TÂCHE ASSIGNÉE
Pouvez-vous reprendre la revue de presse de France-Soir et la prolonger à partir de sa dernière phrase ?

EXTRAIT RETENU
_ _ _ _ _
La revue d’actu de France-Soir est une revue de presse hebdomadaire articulée autour de l’actualité politique, économique et médiatique, tant française qu’internationale. Sans pour autant chercher à les ignorer, cette rubrique n’a pas vocation à s’attarder sur les sujets les plus discutés de la semaine. Elle s’attache plutôt à revenir – avec un regard gentiment acerbe – sur des nouvelles parfois passées inaperçues au milieu de l’intense flux d’informations hebdomadaires.

Au programme de la "RDA" de France-Soir cette semaine : corruption, immunité judiciaire, purge parlementaire, reconnaissance faciale, Sahel, Conseil de l’Europe, ONU, petits salaires et gros profits, Nicolas Bouzou, Julien Pain, Laurent Alexandre… mais aussi Bernard Cazeneuve, Jean-Luc Mélenchon et Léon Blum.

Un casting de choix pour cette troisième RDA !
 

FRANCE

Lundi, Ouest-France prévenait qu’Anticor, l’association de lutte contre la corruption politique, risquait de voir son agrément ne pas être reconduit le 23 juin prochain. Cette autorisation spécifique, renouvelable tous les trois ans, « permet à l’association d’introduire une action en justice ou de se constituer partie civile dans les procédures de corruption ». Le quotidien avertit qu’en cas de non renouvellement, « toutes les affaires politico-financières engagées par Anticor, après avril 2021, pourraient être fragilisées »… comme, par exemple, celle du « secrétaire général de l’Élysée, Alexis Kohler, mis en examen pour prise illégale d’intérêts au sujet de ses liens avec l’armateur italo-suisse MSC ».

Vers l'immunisation du premier capo de l’Élysée ?

Cette possible perte d’agrément d'Anticor devrait plaire à l’économiste Nicolas Bouzou. Jeudi, sur son compte Twitter, ce proche du pouvoir résumait, en quelques mots, sa tribune publiée quatre jours plus tôt dans le Figaro : « Si nous n’allégeons pas les contraintes qui pèsent sur les élus, si nous n’augmentons pas leur rémunération, si nous ne limitons pas le risque judiciaire pénal qu’ils encourent, notre démocratie deviendra celle des incompétents et des inconscients ».

Retirons l’agrément à Anticor et offrons l’immunité judiciaire aux élus avec un salaire majoré !
Vive la République… de Corée du Centre !

Lundi, Le Monde rapportait que le Sénat avait voté en première lecture une proposition de loi visant à expérimenter l’usage de la « reconnaissance biométrique dans l’espace public ». Selon le quotidien, « les parlementaires [ont ouvert] la voie à un champ d’expérimentation inédit pour des technologies controversées, comme la reconnaissance faciale ».

Mardi, sur Twitter, l’avocat Arié Alimi avertissait que si ce texte venait à être « confirmé à l'Assemblée nationale, chaque personne sur le territoire sera immédiatement identifiable depuis un seul ordinateur. Plus de liberté, plus d'intimité. Si on doit se battre pour quelque chose, maintenant et avec force, c'est contre cela ».
_ _ _ _ _
INFORMATIONS FOURNIES
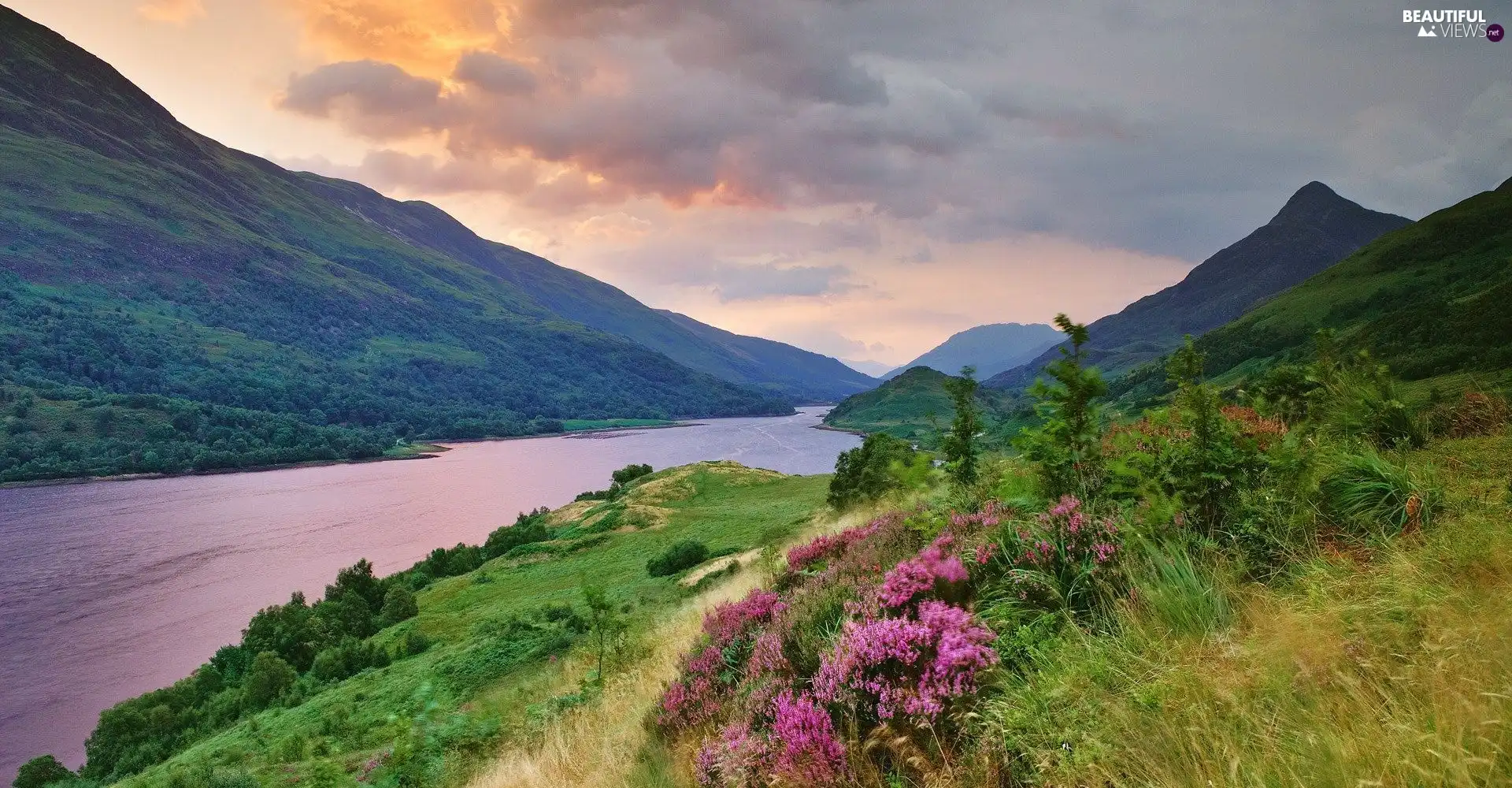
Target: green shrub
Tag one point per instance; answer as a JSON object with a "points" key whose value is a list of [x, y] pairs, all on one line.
_ _ _ _ _
RÉSULTAT
Des arguments ridicules aux yeux de Stéphane Le Rudulier, l’un des sénateurs LR à l’origine de cette proposition de loi. La veille, lundi, d’abord au Sénat, puis ensuite sur Twitter, le parlementaire se moquait de ce qu’il estime être un paradoxe : « Les Français donnent accès à leur vie privée [et à] leurs données biométriques à des startups américaines mais il faudrait refuser à l’État la reconnaissance faciale dans l’espace public pour garantir notre sécurité ? ».

Le sénateur appuyait ensuite son message par un grand « oui à la vidéo protection encadrée et par reconnaissance faciale ».

CQFD ! Si des clients de multinationales consentent déjà (librement) à céder leurs données biométriques, pourquoi – diable – l’État devrait-il s’empêcher de violer l’intimité de l’ensemble des citoyens ?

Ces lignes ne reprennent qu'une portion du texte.